- _Work instruction A_
According to the piece on elder rights in India, what share of the country's elderly face abuse or neglect?
- _Work instruction B_
From the piece on elder rights in India, reproduce word for word the passage that begins with the words containing "With an enhancement" and ends with "clearly upon us.".
- _Work instruction C_
Pick up the piece on elder rights in India right after its final sentence and keep writing.

20 May Elder Rights and Expectations
The troubles of the elderly are chiefly financial, marked by the loss of independent earnings. Health-related problems typically afflict them too. Lack of safety and security are added hazards, especially in urban settings. As revealed by pan-India surveys, almost 30 percent of the elderly are subjected to abuse or neglect, abandonment, and physical, financial, or emotional abuse, often by their own family members. Many are left lonely. Yet, the non-existence of detailed data on crimes against the elderly in official compilations is striking and points to insufficient focus on the issue.
With an enhancement in life expectancy, the number of seniors in India is expected to reach 177 million in the next 25 years and 324 million by 2050 — and women will constitute a majority of that legion. The global population of seniors above 60 is set to exceed the number of younger people by 2050. The challenges posed by an aging population are clearly upon us.
The world today identifies the need for inclusiveness, which basically means the lack of discrimination against any section of society, giving everyone access to the same rights and opportunities. And yet, one of the fastest growing demographics remains excluded from basic rights like nutrition, health care, and dignity. This is the plight of the 100 million strong demographic in India, the senior citizen population over the age of 60.
The transformation of the societal structure, from joint to nuclear families, is a large reason why the neglect and abuse rates have been rising in our environs. The task of ensuring basic standards of living for elders may be larger than expected, as the percentage of elders in society is rapidly rising with longer life spans, a drop in mortality rates, and better healthcare.
Milestones in the rights of Elders in India:
The National Policy on Older Persons, 1999
In 1999, the International Year of Older Persons, the well-being of senior citizens was mandated in the Constitution of India under Article 41. “The state shall, within the limits of its economic capacity and development, make effective provision for securing the right to public assistance in cases of old age”.

- _Data excerpts_
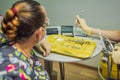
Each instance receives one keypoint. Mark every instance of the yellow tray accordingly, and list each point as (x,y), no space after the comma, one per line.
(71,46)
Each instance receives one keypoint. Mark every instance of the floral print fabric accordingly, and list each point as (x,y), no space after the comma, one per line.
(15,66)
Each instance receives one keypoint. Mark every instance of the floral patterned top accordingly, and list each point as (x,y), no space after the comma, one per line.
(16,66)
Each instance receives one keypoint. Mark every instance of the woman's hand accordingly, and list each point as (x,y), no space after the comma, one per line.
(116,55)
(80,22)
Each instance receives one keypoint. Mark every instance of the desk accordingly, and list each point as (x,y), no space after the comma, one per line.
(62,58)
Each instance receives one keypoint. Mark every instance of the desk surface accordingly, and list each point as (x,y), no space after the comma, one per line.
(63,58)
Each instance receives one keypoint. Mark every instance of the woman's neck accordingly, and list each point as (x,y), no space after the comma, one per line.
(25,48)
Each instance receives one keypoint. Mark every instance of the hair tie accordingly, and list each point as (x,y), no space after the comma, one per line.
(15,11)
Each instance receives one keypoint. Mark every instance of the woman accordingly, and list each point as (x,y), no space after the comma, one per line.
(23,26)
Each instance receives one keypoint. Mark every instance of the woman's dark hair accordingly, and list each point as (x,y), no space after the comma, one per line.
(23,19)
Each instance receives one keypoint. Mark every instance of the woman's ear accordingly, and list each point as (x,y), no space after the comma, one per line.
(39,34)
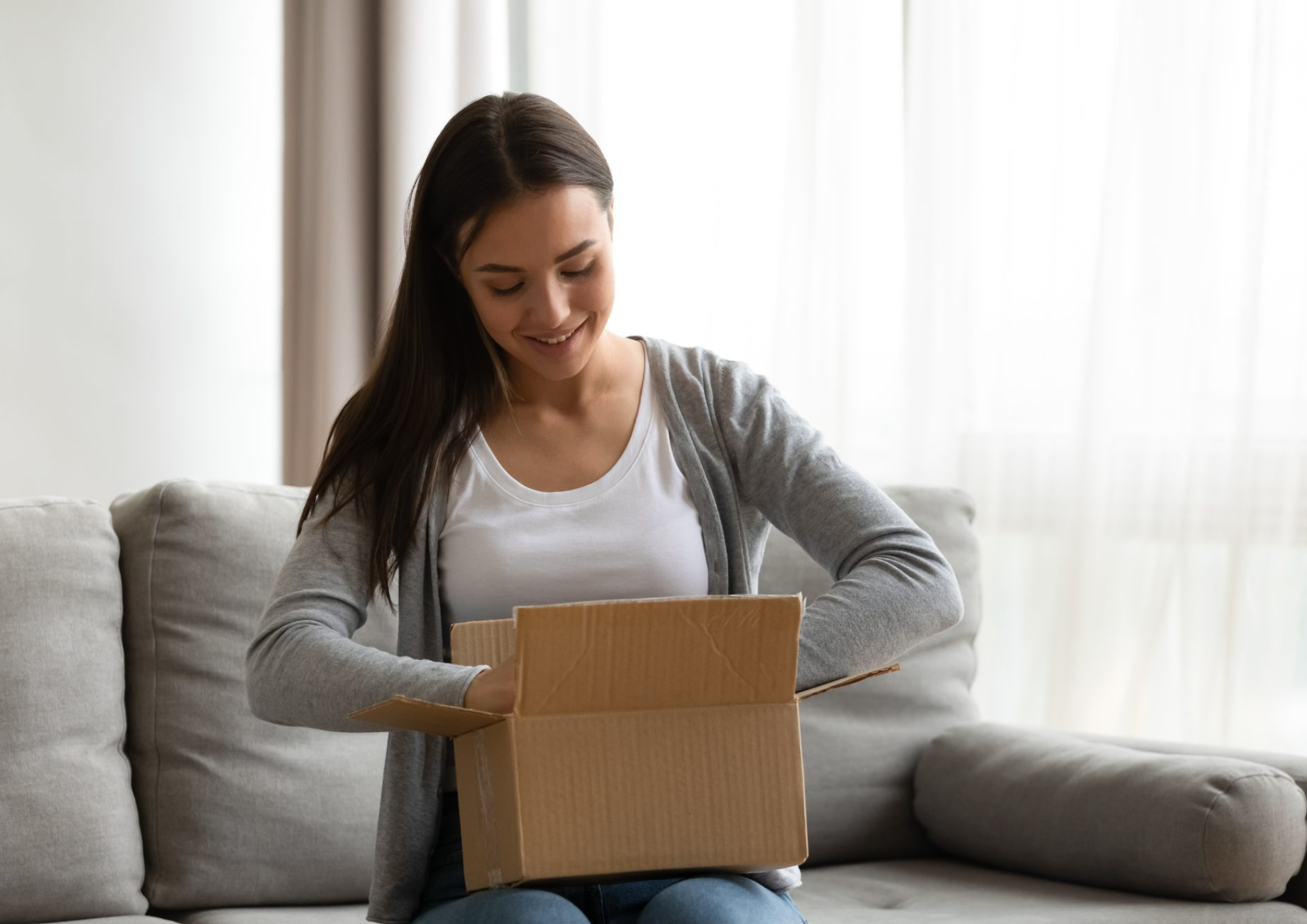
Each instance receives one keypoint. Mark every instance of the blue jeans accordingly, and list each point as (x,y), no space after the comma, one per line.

---

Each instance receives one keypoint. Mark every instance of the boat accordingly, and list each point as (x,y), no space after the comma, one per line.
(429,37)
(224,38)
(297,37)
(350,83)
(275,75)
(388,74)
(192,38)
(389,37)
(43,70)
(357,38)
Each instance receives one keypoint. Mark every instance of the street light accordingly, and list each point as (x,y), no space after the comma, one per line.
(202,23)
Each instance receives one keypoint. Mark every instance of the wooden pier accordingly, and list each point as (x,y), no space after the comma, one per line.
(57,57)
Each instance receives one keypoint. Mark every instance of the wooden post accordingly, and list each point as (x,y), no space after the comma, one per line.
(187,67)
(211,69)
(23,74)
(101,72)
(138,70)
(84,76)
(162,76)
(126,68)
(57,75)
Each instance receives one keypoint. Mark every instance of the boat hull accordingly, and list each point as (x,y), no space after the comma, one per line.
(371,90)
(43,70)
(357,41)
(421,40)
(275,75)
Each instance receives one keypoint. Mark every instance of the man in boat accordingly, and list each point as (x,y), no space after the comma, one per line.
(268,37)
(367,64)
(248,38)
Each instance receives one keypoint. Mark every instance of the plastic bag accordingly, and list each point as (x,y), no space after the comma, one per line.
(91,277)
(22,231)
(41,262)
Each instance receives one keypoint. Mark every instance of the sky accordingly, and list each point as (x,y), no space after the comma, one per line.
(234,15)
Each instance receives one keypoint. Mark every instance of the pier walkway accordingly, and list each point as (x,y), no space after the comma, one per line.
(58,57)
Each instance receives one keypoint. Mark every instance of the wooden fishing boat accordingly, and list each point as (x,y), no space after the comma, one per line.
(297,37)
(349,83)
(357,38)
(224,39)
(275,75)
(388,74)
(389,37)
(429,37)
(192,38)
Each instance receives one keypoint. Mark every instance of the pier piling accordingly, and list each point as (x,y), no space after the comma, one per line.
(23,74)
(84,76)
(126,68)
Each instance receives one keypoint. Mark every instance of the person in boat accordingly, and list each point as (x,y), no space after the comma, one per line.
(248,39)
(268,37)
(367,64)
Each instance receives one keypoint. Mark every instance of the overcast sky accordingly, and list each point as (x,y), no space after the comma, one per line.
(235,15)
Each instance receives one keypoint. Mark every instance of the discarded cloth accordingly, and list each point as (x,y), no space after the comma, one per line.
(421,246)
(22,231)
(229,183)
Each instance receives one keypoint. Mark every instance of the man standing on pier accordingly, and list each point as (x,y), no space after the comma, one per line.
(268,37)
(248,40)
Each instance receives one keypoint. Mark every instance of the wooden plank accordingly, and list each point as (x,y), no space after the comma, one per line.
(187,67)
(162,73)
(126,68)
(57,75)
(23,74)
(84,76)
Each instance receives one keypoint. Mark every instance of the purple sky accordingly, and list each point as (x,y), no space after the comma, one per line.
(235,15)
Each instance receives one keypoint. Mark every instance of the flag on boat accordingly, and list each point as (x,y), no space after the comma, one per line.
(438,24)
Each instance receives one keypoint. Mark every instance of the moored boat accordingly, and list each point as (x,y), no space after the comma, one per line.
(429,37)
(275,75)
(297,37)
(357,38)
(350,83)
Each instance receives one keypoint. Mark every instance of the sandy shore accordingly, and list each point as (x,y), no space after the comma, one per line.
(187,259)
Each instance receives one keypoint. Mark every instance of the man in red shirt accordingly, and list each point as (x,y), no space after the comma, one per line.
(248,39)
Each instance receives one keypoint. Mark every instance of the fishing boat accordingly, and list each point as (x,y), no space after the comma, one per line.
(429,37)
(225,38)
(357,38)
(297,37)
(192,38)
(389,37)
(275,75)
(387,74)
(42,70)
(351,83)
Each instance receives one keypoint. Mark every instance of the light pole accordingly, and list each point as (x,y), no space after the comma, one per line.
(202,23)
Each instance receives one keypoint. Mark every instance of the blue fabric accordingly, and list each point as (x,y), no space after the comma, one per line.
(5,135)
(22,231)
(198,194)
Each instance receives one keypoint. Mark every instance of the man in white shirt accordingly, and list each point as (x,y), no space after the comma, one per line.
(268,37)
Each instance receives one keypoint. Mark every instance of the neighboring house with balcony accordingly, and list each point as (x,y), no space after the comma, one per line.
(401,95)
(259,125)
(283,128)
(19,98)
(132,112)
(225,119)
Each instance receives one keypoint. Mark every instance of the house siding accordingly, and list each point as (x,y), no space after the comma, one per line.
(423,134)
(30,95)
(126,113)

- _Response box A_
Almost 30 percent.

- _Response box B_
With an enhancement in life expectancy, the number of seniors in India is expected to reach 177 million in the next 25 years and 324 million by 2050 — and women will constitute a majority of that legion. The global population of seniors above 60 is set to exceed the number of younger people by 2050. The challenges posed by an aging population are clearly upon us.

- _Response box C_
Apart from measures like pensions, travel concessions, income tax relief, medical benefits, and extra interest on savings, financial support was provided for institutions and medical support for the elderly.
National Policy on Senior Citizens 2011
The Policy furthered attempts to:
- Absorb senior citizens into the mainstream
- Promote the concept of ‘Ageing in Place’ or aging in one’s own home and home care services
- The policy will consider institutional care as the last resort
- As a signatory to the Madrid Plan of Action and Barrier-Free Framework, work towards an inclusive, barrier-free, and age-friendly society.
- Advise States to implement the Maintenance and Welfare of Parents and Senior Citizens Act, 2007, and set up Tribunals.
Indira Gandhi National Old Age Pension Scheme
- The old age pension scheme would cover all senior citizens living below the poverty line
- The rate of monthly pension would be raised to Rs.1000 per month per person and revised at intervals
Rights under religious laws
- The statutory provision for maintenance of parents under Hindu personal law is contained in Sec 20 of the Hindu Adoption and Maintenance Act, 1956. This Act is the first personal law statute in India, which imposes an obligation on children to maintain their parents.
- Under Islamic law, parents and grandparents in indigent circumstances are entitled to maintenance from their children and grandchildren. While the Christians and Parsis have no personal laws providing for maintenance for the parents.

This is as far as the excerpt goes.